=== Problem to solve ===
Match the string "carved" against each line below, and copy every line that matches.

━━ Extracted information ━━

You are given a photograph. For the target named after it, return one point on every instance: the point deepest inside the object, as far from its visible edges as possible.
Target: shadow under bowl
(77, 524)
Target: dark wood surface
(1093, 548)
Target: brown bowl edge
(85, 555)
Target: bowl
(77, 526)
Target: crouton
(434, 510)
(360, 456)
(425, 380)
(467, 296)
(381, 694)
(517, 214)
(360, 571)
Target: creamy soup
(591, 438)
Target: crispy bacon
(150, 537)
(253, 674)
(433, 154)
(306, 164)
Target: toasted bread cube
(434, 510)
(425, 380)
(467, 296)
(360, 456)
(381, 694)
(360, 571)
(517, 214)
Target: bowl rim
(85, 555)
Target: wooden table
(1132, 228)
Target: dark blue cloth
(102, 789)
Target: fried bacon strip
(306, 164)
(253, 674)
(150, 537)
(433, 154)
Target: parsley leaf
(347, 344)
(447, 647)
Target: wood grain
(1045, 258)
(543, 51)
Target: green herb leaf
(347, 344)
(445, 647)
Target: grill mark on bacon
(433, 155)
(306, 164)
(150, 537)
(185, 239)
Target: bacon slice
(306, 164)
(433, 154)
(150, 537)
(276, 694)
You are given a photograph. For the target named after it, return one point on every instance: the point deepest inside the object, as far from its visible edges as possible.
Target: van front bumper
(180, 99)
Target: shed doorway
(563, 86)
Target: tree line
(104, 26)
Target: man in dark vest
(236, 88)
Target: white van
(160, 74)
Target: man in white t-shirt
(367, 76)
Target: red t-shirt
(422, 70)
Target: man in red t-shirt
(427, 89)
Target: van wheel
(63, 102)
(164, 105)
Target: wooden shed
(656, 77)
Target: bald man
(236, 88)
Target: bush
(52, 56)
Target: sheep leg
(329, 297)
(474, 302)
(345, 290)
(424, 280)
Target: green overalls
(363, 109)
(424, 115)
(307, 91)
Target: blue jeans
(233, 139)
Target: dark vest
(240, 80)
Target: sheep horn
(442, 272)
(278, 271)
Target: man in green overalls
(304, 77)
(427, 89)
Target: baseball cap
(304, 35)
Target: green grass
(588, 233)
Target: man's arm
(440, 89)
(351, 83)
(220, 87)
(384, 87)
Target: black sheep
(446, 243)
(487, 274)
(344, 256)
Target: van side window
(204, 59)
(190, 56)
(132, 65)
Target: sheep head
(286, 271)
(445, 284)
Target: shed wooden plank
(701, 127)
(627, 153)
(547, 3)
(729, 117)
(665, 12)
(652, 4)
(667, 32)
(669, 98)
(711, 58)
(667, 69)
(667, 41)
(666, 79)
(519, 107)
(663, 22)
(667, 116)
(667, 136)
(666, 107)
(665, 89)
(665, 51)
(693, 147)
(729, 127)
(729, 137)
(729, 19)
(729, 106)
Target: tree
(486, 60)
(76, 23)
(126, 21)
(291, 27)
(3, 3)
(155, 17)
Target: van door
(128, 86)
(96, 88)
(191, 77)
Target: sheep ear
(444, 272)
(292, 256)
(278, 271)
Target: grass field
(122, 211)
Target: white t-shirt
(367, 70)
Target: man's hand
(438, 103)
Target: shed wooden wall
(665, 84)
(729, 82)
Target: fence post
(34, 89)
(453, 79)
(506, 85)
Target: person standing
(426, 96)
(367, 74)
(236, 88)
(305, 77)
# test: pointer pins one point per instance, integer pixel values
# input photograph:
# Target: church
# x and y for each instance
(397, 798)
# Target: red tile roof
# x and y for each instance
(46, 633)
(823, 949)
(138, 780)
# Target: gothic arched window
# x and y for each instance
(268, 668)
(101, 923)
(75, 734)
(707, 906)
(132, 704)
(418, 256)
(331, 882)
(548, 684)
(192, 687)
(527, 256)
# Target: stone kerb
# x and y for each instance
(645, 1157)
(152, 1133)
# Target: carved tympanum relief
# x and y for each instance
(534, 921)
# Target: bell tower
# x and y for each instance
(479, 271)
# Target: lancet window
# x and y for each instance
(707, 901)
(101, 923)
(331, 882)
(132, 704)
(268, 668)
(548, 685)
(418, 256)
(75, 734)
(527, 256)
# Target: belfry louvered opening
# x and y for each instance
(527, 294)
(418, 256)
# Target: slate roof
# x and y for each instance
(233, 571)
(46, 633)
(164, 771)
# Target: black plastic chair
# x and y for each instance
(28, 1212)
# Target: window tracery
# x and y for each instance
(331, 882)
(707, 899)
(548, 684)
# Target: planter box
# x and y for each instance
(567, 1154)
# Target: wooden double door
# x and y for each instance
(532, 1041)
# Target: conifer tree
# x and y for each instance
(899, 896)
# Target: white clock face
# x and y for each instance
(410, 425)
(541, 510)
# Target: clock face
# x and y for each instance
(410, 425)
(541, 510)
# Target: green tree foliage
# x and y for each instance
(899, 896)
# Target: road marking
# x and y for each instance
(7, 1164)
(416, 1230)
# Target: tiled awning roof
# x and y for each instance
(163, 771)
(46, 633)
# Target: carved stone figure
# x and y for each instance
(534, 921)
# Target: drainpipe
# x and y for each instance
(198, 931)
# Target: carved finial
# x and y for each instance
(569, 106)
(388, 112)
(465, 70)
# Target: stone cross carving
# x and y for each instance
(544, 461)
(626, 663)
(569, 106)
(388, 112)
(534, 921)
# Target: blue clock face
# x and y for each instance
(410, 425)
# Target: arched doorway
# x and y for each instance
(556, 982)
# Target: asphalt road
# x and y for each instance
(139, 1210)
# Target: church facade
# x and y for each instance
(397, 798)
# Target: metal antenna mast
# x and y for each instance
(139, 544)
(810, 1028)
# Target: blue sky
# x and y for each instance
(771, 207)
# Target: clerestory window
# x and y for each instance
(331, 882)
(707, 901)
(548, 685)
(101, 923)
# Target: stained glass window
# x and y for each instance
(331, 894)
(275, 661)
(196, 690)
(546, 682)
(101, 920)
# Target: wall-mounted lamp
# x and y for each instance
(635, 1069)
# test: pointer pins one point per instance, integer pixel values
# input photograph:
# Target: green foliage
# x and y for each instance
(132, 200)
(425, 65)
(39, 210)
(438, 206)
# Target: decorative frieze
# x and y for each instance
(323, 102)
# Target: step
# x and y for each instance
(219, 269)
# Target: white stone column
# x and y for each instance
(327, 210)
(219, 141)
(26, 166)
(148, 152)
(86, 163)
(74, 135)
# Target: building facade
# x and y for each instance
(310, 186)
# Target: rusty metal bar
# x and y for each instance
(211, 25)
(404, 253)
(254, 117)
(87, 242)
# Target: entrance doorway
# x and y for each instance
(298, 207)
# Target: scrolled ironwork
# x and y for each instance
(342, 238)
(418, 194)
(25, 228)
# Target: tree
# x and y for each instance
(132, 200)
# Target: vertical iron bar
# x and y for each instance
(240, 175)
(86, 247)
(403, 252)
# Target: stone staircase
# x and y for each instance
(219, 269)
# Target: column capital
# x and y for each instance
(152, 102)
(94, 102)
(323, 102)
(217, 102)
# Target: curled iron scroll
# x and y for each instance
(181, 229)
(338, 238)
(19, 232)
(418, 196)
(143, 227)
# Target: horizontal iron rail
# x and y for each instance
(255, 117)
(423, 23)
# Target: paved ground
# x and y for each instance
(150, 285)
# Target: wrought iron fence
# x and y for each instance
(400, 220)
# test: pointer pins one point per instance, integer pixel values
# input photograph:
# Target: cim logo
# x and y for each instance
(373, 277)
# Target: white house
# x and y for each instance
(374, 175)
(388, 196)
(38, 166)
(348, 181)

━━━

=== Answer area ===
# Target: carved tympanum relief
# Target: carved stone figure
# Target: carved finial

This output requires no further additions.